TASK BRIEF:
In the records below, pick out all lines containing the word "function".

DATA FOR THIS EXERCISE:
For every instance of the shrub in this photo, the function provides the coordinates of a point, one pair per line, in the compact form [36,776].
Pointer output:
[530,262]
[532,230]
...
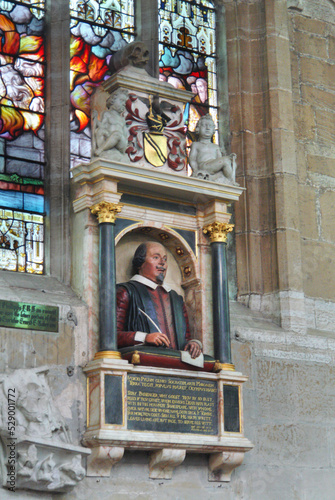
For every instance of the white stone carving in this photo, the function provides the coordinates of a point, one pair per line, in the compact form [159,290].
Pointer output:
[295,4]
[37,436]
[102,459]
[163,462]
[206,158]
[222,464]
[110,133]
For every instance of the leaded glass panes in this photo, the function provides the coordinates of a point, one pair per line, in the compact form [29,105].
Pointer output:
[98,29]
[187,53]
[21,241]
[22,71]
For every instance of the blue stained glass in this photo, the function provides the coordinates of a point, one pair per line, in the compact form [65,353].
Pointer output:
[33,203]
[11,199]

TASK RESULT:
For every instance of the shrub in this photo, the function provides the coordinates of a point, one pair per line, in the compact form [36,776].
For every instance of the white stone carving in this photo, the function provides the coordinates of a point, one pair per line, in the compact form [159,290].
For every instance of the leaded glass panes in this photo, the function provides the coordinates of a point, one pair per line, in the compact form [29,105].
For every instance of the blue stained glass in this photo, the function provides the coordinates of a point, one pair per line, in the compact form [65,353].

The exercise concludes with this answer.